++++ Source document

Studio album by Al Hurricane and Tiny Morrie
- Released: 1974
- Genre: Latin music, New Mexico music, Ranchera
- Length: 31:41
- Label: Hurricane Records

Al Hurricane and Tiny Morrie chronology
|  | Para Las Madrecitas (1974) | Cantan Corridos (1979) |

Al Hurricane chronology
| Instrumentales con Al Hurricane (1967) | Para Las Madrecitas (1974) | Vestido Mojado (1974) |

= Para Las Madrecitas =

Para Las Madrecitas is the first collaborative album released in 1974 by Al Hurricane and Tiny Morrie, it is written to their mother Bennie Sanchez. The album is not the first time Al and Morrie recorded a together, they used to record together as "Al Hurricane & the Night Rockers". It is the sixth full-length album released by Al Hurricane.

++++++++
++++ Items

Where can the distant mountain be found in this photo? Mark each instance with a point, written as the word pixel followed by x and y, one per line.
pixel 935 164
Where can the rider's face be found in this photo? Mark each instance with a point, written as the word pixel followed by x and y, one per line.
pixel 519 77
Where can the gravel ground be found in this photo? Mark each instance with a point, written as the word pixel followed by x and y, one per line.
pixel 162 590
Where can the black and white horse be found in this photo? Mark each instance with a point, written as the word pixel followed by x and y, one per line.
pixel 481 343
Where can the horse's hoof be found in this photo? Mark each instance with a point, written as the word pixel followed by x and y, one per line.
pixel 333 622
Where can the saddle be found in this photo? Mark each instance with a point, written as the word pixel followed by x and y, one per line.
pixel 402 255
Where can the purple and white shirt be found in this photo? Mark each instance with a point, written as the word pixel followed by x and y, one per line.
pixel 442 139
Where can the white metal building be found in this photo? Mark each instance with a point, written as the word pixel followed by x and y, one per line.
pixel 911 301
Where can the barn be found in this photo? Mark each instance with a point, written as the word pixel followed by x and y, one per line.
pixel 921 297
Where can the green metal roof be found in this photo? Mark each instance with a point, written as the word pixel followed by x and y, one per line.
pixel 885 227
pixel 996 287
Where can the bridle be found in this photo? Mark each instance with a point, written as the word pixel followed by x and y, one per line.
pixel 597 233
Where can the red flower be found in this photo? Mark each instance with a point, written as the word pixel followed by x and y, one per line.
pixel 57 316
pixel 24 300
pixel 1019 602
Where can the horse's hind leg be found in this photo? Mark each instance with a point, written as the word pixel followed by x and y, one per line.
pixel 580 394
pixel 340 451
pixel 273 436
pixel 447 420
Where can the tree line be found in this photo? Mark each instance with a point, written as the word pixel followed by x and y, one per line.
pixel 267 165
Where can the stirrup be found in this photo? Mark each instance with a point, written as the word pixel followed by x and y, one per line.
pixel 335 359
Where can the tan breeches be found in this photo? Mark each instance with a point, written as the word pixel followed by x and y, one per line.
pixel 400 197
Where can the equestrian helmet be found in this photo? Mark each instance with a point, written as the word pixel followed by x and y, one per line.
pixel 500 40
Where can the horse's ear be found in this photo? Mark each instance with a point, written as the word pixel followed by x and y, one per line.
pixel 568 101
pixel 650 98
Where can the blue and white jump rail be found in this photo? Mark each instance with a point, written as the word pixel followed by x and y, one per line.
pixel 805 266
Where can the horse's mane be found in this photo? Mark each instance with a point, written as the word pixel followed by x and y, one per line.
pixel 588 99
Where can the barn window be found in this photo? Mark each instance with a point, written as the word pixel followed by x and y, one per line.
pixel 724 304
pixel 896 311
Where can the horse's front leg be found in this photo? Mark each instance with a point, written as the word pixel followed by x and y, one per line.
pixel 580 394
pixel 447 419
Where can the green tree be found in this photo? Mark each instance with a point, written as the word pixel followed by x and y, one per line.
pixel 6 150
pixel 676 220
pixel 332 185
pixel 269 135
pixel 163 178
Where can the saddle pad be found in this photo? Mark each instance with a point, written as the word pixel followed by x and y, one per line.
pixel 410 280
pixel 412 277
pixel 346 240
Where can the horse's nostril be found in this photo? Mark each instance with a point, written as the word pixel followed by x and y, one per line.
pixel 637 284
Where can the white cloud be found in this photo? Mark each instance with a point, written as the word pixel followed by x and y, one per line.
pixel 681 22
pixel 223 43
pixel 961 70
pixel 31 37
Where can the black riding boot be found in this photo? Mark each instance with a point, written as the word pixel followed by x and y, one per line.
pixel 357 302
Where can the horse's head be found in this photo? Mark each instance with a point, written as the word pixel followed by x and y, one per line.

++++++++

* _Requests_:
1/ According to the album page, why is Para Las Madrecitas not the first time Al Hurricane and Tiny Morrie recorded together? Answer in one to three sentences.
2/ Reproduce the passage from the album page starting with "Al Hurricane chronology" and going on through "by Al Hurricane.".

* _Solutions to the tasks_:
1/ It is not their first recording together because the two used to record as "Al Hurricane & the Night Rockers."

2/
Al Hurricane chronology
| Instrumentales con Al Hurricane (1967) | Para Las Madrecitas (1974) | Vestido Mojado (1974) |

= Para Las Madrecitas =

Para Las Madrecitas is the first collaborative album released in 1974 by Al Hurricane and Tiny Morrie, it is written to their mother Bennie Sanchez. The album is not the first time Al and Morrie recorded a together, they used to record together as "Al Hurricane & the Night Rockers". It is the sixth full-length album released by Al Hurricane.